Given exercise
Convert the data below into a numbered list with one line per item, from the first line to the last, and skip the blank lines.

Materials provided
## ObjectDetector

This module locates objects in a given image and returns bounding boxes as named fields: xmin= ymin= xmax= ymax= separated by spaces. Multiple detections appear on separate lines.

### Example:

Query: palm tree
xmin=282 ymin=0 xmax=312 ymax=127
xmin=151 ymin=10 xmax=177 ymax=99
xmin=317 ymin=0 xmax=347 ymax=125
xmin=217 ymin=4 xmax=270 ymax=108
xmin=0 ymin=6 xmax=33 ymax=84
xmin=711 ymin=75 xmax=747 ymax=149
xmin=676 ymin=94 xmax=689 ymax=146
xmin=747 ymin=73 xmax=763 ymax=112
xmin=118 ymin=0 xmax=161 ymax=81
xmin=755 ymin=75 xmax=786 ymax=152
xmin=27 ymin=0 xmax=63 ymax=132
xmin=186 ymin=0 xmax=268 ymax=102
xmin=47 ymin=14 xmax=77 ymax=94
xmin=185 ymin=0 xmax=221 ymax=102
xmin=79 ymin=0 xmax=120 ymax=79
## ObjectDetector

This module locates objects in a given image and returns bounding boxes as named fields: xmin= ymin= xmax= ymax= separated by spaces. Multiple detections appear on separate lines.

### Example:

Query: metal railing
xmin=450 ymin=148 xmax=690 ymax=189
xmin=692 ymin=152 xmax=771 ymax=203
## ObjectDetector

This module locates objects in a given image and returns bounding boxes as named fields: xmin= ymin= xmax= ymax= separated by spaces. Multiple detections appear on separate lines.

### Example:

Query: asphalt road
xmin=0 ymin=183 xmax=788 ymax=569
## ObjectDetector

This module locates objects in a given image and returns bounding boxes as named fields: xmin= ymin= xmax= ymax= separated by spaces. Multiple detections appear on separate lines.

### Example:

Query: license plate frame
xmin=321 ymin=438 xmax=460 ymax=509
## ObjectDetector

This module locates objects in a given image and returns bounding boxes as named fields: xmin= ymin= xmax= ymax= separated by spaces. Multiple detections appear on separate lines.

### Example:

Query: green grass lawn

Expected answer
1. ## ObjectDetector
2. This module locates objects in a given image and returns bounding boxes as named fields: xmin= ymin= xmax= ymax= separated by spaces. Multiple detections appear on separate lines.
3. ### Example:
4. Query: palm tree
5. xmin=282 ymin=0 xmax=312 ymax=127
6. xmin=151 ymin=10 xmax=177 ymax=99
7. xmin=317 ymin=0 xmax=347 ymax=125
8. xmin=217 ymin=4 xmax=270 ymax=108
9. xmin=0 ymin=6 xmax=33 ymax=84
10. xmin=711 ymin=75 xmax=747 ymax=149
11. xmin=676 ymin=94 xmax=689 ymax=146
12. xmin=747 ymin=73 xmax=763 ymax=112
13. xmin=118 ymin=0 xmax=161 ymax=81
14. xmin=755 ymin=75 xmax=786 ymax=152
15. xmin=27 ymin=0 xmax=63 ymax=132
16. xmin=186 ymin=0 xmax=268 ymax=102
17. xmin=47 ymin=14 xmax=77 ymax=94
18. xmin=185 ymin=0 xmax=221 ymax=102
19. xmin=79 ymin=0 xmax=120 ymax=79
20. ## ObjectDetector
21. This module locates objects in a given image and returns bounding boxes as named fields: xmin= ymin= xmax= ymax= separated by spaces. Multiple detections appear on separate lines.
22. ### Example:
23. Query: metal railing
24. xmin=450 ymin=148 xmax=690 ymax=189
25. xmin=692 ymin=152 xmax=771 ymax=203
26. ## ObjectDetector
27. This module locates objects in a given image and returns bounding boxes as named fields: xmin= ymin= xmax= ymax= separated by spaces. Multiple detections appear on separate lines.
28. ### Example:
29. Query: asphalt road
30. xmin=0 ymin=183 xmax=788 ymax=569
31. ## ObjectDetector
32. This module locates objects in a given image and returns bounding boxes as named fields: xmin= ymin= xmax= ymax= separated by spaces. Multiple detections appear on separate lines.
33. ### Example:
34. Query: license plate frame
35. xmin=321 ymin=438 xmax=460 ymax=509
36. ## ObjectDetector
37. This module locates objects in a given image and returns bounding boxes as named fields: xmin= ymin= xmax= ymax= separated by spaces. Multiple detections appear on separate lines.
38. ### Example:
39. Query: green grass lawn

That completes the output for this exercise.